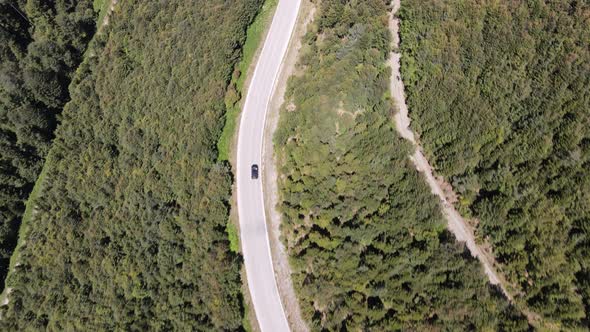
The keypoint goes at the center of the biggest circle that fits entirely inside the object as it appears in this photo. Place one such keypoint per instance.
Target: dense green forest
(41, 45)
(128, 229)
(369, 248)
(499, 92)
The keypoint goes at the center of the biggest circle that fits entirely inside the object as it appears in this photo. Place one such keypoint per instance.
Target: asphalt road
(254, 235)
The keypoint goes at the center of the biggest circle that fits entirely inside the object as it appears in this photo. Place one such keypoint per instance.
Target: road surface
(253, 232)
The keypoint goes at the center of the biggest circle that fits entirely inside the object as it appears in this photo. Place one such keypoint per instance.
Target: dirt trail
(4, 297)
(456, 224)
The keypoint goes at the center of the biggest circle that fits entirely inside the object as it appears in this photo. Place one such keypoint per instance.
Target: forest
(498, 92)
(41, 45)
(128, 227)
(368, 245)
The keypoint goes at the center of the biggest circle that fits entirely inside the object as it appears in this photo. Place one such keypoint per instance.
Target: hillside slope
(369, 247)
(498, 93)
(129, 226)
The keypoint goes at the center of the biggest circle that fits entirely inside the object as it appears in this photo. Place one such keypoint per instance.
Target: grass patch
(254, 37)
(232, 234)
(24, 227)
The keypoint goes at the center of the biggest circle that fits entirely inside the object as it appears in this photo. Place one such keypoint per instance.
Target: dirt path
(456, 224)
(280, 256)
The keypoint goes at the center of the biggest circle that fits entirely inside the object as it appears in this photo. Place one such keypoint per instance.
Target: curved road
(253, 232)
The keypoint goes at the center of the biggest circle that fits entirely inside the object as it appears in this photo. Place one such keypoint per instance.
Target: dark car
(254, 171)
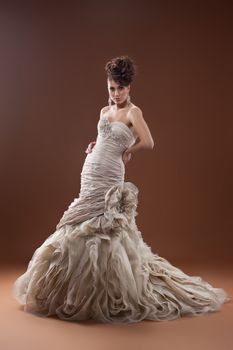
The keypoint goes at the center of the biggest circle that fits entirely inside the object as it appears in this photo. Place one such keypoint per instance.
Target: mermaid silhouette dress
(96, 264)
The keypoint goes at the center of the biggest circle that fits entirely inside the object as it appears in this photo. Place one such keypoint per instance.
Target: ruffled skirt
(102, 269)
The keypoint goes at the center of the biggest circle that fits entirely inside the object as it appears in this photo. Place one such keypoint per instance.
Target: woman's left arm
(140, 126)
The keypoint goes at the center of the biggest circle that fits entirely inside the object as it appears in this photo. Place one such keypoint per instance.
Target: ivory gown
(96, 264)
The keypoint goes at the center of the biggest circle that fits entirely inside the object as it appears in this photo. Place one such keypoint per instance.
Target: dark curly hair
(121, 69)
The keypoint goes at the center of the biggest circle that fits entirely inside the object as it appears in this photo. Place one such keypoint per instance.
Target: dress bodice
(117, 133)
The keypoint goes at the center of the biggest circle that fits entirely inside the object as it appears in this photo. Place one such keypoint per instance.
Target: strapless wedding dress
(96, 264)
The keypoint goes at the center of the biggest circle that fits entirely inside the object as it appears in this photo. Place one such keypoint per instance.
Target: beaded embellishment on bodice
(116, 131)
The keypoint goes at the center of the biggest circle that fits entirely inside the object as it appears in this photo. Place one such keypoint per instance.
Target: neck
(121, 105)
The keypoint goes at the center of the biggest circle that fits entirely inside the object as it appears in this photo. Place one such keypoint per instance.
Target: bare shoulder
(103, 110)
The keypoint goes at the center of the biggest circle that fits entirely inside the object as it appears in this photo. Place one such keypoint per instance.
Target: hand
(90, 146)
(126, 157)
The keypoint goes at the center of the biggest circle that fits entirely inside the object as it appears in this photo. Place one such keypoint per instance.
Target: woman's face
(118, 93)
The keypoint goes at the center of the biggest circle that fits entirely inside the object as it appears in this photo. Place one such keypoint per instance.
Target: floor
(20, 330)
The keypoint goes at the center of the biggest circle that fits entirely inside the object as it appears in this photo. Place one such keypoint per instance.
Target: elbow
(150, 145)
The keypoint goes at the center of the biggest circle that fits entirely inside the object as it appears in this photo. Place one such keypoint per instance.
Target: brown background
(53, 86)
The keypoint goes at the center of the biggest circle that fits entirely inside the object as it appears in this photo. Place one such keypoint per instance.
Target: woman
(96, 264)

○ ○ ○

WHAT YOU HAVE TO DO >>
Using the records above, please retype only the run of lines from the line holding "Target: strapless wedding dress" through the last line, both ends included.

ANSWER TO THIS TASK >>
Target: strapless wedding dress
(96, 264)
The keypoint goes at the center of the biggest circle that fits entirely inside the object as it appears in this photo. Place one such keypoint per instance.
Target: beaded embellishment on bodice
(116, 131)
The keypoint goes at the center of the biggest circle that fits entirely inside the object as it appears in this photo. Place one such keypoint per instance.
Target: neck
(121, 105)
The keypoint goes at the center of the biggest circle that fits entirely inside the object as it appears in this photo. Place one such keypoint per instance.
Target: bare shoulder
(103, 110)
The keypoint goes at the center of the biggest circle that fits entirely inside the object as it appears in this photo. Place one such keypoint per instance.
Target: hand
(90, 146)
(126, 157)
The keypoint goes at the center of the biggest circle that fits entirely inside the object as it appears in this photo. Place one such keypoint per instance.
Target: woman's face
(118, 93)
The keypoint goes at the center of the biggest circle that fits entirely inside the object as it appears in this photo. Place one such keypoint per instance.
Target: floor
(20, 330)
The keypoint goes at the center of the biggest circle that fits entirely inside the object as it appears in this photo. Place one such keypoint per instance.
Target: elbow
(150, 145)
The keypoint goes at the center of the biggest circle that fits entirely inside the object as it appears in this photo. Place one such keypoint per instance.
Target: brown background
(53, 86)
The keypoint goes at the center of the biggest circle that fits entirely inside the object as it appears in this photo. Place one such keypoint per instance.
Target: woman
(96, 264)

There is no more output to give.